Reproduce word for word the lines of the records below, from the line with "In the photograph above, where can the parked" up to and including the final line of the records, and give nothing else.

-- Start of Stored records --

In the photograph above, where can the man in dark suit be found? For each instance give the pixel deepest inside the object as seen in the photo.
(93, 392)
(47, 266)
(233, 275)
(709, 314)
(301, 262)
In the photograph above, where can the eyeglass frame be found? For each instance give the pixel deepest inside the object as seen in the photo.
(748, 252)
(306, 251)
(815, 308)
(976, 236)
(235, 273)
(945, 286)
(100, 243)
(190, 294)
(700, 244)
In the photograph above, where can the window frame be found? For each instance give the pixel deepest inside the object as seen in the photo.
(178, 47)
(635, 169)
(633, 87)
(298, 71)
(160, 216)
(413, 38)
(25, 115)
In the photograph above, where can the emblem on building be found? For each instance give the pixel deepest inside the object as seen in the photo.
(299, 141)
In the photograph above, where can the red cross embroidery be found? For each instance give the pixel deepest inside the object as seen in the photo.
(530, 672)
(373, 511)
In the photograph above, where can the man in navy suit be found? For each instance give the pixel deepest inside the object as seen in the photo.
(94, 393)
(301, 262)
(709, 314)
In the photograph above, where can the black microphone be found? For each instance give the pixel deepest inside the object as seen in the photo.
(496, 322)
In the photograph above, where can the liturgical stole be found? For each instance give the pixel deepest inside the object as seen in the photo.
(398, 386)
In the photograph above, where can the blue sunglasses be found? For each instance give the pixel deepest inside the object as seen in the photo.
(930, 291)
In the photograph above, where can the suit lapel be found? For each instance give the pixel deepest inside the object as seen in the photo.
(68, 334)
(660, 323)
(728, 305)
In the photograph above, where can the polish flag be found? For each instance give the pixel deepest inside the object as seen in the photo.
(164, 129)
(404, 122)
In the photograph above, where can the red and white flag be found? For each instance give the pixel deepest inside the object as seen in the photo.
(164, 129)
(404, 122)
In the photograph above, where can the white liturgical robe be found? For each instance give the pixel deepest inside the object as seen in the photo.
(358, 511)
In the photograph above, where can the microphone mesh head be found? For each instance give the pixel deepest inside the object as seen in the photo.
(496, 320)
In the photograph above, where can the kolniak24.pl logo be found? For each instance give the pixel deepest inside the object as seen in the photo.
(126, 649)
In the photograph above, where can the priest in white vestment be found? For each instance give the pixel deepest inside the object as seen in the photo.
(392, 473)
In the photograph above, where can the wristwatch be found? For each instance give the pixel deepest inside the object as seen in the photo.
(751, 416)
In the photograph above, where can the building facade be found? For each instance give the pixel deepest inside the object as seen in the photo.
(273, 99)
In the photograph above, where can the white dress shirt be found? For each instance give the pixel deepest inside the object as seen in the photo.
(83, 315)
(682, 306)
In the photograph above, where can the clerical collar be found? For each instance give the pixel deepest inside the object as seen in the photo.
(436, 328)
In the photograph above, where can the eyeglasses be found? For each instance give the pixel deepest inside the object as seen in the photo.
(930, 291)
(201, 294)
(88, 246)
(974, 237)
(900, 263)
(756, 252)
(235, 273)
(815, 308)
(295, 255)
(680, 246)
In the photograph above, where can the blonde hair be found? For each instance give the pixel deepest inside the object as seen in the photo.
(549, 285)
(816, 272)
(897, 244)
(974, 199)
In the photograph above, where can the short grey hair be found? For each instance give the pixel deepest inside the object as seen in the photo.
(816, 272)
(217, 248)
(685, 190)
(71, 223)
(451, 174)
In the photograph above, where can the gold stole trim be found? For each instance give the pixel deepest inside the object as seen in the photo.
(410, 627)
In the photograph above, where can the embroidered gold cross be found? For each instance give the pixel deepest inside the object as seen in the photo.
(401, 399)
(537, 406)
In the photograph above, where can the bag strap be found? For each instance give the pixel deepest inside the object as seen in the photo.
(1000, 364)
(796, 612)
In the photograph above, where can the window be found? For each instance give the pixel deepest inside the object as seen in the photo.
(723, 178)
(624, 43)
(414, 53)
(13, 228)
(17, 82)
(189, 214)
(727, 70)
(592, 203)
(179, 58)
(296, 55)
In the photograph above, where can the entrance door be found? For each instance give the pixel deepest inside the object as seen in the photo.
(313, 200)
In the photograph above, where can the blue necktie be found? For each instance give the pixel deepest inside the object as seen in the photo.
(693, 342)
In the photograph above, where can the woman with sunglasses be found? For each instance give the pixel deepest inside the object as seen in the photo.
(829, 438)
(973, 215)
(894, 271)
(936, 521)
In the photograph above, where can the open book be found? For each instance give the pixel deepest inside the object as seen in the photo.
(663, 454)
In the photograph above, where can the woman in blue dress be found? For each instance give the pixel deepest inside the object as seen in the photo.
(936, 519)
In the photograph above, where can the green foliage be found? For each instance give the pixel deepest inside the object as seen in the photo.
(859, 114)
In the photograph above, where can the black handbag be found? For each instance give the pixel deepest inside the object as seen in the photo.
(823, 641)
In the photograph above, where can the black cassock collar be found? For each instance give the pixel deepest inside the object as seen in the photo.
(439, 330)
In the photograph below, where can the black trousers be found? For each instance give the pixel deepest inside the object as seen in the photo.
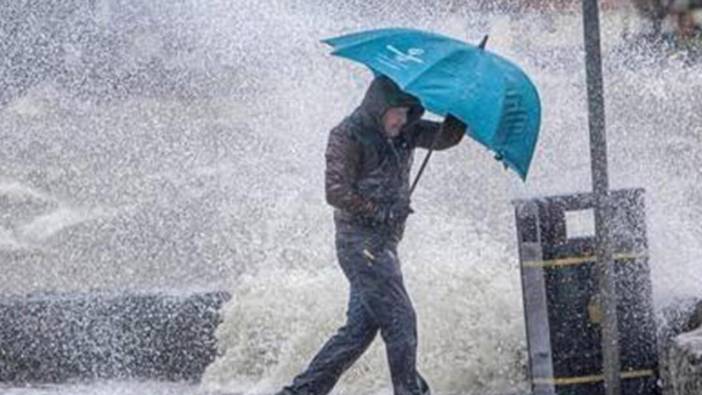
(378, 302)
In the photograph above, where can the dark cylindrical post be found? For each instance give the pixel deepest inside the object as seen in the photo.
(600, 183)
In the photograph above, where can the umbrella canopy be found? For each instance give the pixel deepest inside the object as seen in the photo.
(494, 97)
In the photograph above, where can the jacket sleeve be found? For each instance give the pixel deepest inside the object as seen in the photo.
(452, 130)
(343, 155)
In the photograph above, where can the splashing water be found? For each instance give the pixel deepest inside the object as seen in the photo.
(192, 187)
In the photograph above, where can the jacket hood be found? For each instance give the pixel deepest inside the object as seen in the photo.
(383, 94)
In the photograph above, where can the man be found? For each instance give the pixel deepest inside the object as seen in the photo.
(369, 156)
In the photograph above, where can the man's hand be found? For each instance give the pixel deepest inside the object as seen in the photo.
(392, 213)
(453, 125)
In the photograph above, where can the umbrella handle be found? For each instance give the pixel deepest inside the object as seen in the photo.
(426, 159)
(483, 42)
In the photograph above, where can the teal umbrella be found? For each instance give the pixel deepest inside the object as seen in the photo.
(494, 97)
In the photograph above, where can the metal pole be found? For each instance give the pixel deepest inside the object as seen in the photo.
(600, 184)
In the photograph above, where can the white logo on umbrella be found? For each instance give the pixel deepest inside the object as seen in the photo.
(412, 55)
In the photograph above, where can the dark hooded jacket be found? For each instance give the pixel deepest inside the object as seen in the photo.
(365, 169)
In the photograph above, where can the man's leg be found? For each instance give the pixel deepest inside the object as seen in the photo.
(384, 294)
(342, 349)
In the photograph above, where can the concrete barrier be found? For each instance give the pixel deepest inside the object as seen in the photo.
(681, 349)
(55, 338)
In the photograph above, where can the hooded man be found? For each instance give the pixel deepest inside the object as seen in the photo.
(367, 180)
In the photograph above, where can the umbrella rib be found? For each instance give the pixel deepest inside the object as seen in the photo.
(407, 86)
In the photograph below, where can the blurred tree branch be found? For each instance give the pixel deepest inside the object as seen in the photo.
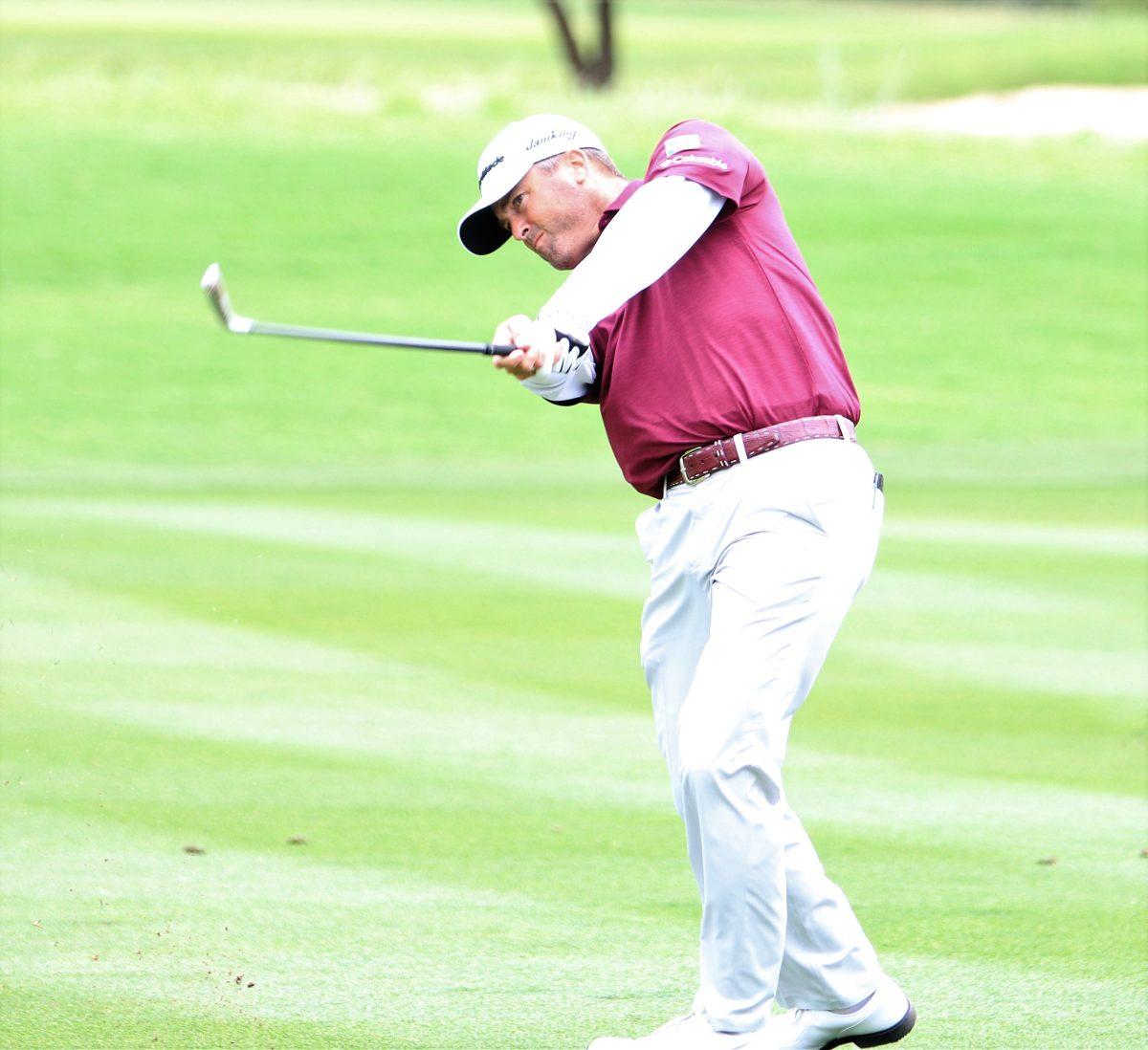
(595, 70)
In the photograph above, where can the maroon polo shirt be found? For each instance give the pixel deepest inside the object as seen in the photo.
(730, 339)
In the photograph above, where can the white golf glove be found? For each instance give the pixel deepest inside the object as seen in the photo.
(566, 367)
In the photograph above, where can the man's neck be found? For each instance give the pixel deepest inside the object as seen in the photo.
(607, 190)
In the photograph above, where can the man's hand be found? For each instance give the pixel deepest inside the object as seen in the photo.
(539, 347)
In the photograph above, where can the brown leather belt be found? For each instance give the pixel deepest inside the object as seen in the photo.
(698, 464)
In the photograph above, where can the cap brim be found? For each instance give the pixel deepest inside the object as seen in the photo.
(480, 232)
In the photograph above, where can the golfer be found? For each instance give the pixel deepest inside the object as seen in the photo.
(689, 317)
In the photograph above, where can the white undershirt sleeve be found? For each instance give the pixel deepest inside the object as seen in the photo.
(651, 232)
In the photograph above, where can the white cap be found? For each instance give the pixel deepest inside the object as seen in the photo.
(509, 156)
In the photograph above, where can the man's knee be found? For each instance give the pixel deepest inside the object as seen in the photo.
(743, 774)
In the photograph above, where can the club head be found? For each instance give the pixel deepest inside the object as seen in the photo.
(211, 282)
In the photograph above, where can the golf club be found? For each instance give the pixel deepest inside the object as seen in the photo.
(211, 282)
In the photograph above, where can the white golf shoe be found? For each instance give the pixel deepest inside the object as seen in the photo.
(692, 1032)
(887, 1018)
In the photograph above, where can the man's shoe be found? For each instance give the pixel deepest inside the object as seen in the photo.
(887, 1018)
(692, 1032)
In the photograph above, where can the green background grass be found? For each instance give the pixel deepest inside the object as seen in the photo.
(239, 609)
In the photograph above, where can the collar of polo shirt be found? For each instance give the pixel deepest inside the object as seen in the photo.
(509, 156)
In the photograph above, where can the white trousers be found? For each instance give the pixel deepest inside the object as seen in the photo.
(752, 573)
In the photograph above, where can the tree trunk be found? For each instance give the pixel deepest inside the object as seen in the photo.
(596, 70)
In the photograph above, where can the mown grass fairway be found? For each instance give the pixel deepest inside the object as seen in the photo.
(386, 602)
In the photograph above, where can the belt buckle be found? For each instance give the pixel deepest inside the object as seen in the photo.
(686, 474)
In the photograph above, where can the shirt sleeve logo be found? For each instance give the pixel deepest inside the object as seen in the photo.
(680, 142)
(694, 159)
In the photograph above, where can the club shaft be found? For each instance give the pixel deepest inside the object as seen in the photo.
(334, 336)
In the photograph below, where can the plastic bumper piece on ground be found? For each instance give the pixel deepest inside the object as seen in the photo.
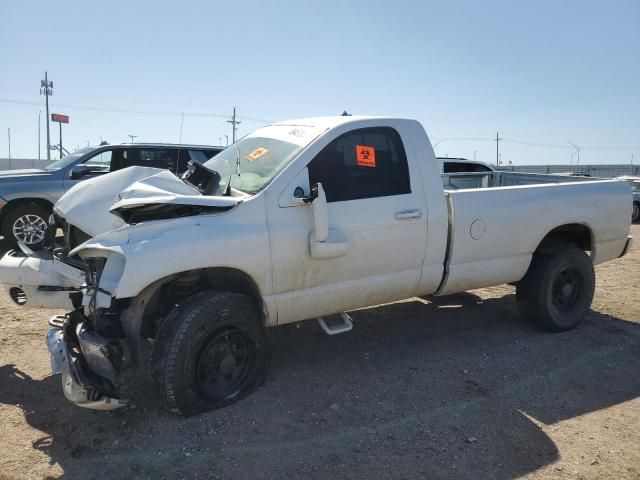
(75, 386)
(627, 246)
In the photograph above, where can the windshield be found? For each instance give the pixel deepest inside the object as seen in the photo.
(253, 161)
(69, 159)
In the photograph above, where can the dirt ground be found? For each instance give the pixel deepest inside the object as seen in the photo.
(456, 387)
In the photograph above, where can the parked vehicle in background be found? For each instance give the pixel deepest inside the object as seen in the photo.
(27, 196)
(460, 165)
(305, 219)
(635, 188)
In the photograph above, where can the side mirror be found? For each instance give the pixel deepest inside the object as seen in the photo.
(324, 242)
(320, 213)
(78, 171)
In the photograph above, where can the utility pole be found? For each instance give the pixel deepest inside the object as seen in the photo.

-- End of Stored records --

#### Output of the exercise
In the photograph above, where can the parked vehicle in background be found? For each instance give the pixel deepest inside the object as seen in the photo.
(27, 196)
(460, 165)
(305, 219)
(635, 188)
In the photograph above, where can the side mirror be found? For each instance give the pixel deepest inside the object as seen in the photo.
(324, 242)
(320, 213)
(78, 171)
In the photograph above, where can the utility pole be found? For each instance give the pixel deepest inside the object as seen in the photo.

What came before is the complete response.